Within piston engines, a wet sump is part of a lubrication system whereby the crankcase sump is used as an integral oil reservoir. An alternative system is the dry sump, whereby oil is pumped from a shallow sump into an external reservoir.

Piston engines are lubricated by oil which is pumped into various bearings, and thereafter allowed to drain to the base of the engine under gravity. In most production automobiles and motorcycles, which use a wet sump system, the oil is collected in a 3 to 10 L capacity pan at the base of the engine, known as the sump or oil pan, where it is pumped back up to the bearings by the internal oil pump.

A wet sump offers the advantage of a simple design, using a single pump and no external reservoir. Since the sump is internal, there is no need for hoses or tubes connecting the engine to an external sump which may leak. An internal oil pump is generally more difficult to replace, but that is dependent on the engine design.

A wet sump design can be problematic in a racing car, as the large g force pulled by drivers going around corners causes the oil in the pan to slosh, gravitating away from the oil pick-up, briefly starving the system of oil and damaging the engine. However, on a motorcycle this difficulty does not arise, as a bike leans into corners and the oil is not displaced sideways. Nevertheless, racing motorcycles usually benefit from dry sump lubrication, as the shallow sump allows the engine to be mounted lower in the frame; and a remote oil tank can allow for improved lubricant cooling. On some dry sump motorcycles, such as the Yamaha TRX850 and the Yamaha TDM, the oil tank is integral to the engine, sitting atop the gearbox.

**Entries provided**.
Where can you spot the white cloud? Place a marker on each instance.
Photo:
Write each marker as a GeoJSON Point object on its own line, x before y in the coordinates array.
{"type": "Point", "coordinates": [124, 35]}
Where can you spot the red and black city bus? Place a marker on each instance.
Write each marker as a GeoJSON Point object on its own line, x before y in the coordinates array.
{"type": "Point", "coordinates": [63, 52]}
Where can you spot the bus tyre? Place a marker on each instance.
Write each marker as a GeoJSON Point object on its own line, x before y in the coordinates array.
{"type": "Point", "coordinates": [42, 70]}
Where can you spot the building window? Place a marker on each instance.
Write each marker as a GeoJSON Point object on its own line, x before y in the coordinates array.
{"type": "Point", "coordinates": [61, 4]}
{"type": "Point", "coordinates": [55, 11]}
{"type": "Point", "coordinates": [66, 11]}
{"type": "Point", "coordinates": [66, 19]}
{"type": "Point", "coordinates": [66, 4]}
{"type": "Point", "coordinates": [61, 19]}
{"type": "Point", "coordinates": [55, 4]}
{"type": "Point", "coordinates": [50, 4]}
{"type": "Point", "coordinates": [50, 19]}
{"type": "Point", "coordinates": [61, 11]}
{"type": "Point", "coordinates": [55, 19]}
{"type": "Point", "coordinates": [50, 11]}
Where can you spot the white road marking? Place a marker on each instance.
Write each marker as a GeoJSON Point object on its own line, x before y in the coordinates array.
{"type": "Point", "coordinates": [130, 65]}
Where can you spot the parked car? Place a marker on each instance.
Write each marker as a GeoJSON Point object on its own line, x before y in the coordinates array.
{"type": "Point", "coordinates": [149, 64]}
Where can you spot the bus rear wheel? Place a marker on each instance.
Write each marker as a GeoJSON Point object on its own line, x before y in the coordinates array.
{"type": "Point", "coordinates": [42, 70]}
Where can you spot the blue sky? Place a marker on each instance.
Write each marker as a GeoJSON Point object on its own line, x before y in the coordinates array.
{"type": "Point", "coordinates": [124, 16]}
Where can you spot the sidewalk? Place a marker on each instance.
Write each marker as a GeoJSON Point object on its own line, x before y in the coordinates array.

**The tasks**.
(A) Rewrite the paragraph of the wet sump text that begins "A wet sump offers the advantage" as a short bulleted list, keeping its main facts.
(B) Rewrite the wet sump text starting at "A wet sump offers" and ending at "the engine design.", putting "tank" in place of "reservoir".
(C) Answer these questions from the wet sump text:
(i) What capacity does the oil pan have in most production automobiles and motorcycles?
(ii) How many pumps does a wet sump design use?
(iii) Which two motorcycles are named as having an oil tank integral to the engine?

**Answers for the tasks**.
(A)
- Simple design: one pump and no external reservoir.
- The sump is internal, so no hoses or tubes to an external sump are needed that could leak.
- The internal oil pump is generally harder to replace, depending on the engine design.

(B)
A wet sump offers the advantage of a simple design, using a single pump and no external tank. Since the sump is internal, there is no need for hoses or tubes connecting the engine to an external sump which may leak. An internal oil pump is generally more difficult to replace, but that is dependent on the engine design.

(C)
(i) 3 to 10 L
(ii) A single pump
(iii) The Yamaha TRX850 and the Yamaha TDM